* **TASK TO COMPLETE**
Please rewrite the lines below, swapping "pick planner" for "grasp planner" everywhere it occurs and keeping everything else unchanged. Leave the pictures out of your answer.

* **MATERIAL PROVIDED**
* * * *
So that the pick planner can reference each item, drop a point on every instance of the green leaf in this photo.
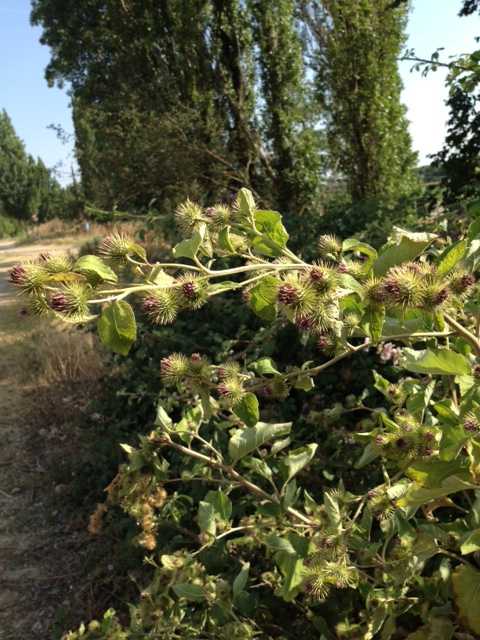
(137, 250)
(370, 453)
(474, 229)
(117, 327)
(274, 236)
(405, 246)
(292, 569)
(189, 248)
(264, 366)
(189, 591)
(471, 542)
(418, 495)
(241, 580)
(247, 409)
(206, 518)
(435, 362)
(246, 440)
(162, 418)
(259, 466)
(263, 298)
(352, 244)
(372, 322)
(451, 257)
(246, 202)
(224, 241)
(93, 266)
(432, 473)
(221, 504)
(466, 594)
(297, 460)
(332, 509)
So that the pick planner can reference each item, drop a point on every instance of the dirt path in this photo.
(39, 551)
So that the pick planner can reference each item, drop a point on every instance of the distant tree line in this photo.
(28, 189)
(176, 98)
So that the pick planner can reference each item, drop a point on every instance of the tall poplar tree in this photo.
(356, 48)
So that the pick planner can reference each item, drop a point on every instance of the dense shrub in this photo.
* * * *
* **ANSWER**
So that the grasp planner can reference each item, drop a point on every instance of the green leaf in this photo.
(137, 250)
(370, 453)
(474, 229)
(117, 327)
(274, 236)
(405, 246)
(292, 569)
(189, 248)
(264, 366)
(189, 591)
(471, 542)
(418, 495)
(241, 580)
(247, 409)
(206, 518)
(435, 362)
(246, 440)
(162, 418)
(259, 466)
(263, 298)
(352, 244)
(372, 322)
(451, 257)
(246, 202)
(224, 241)
(93, 266)
(432, 473)
(221, 504)
(466, 594)
(297, 460)
(332, 509)
So that the grasp planner can reference each item, drop a point on every instance of the dirt path in this photo.
(39, 551)
So that the grasp planner can reference each item, drop a point on every instance of the distant tree line in this photo.
(28, 189)
(176, 98)
So that the grasp planner can reference each item, drop a point on every instance of the tall poplar tree in this photo.
(356, 48)
So that the grasp planner can reference each item, drop a point on every instance of the dense shrub in this photo.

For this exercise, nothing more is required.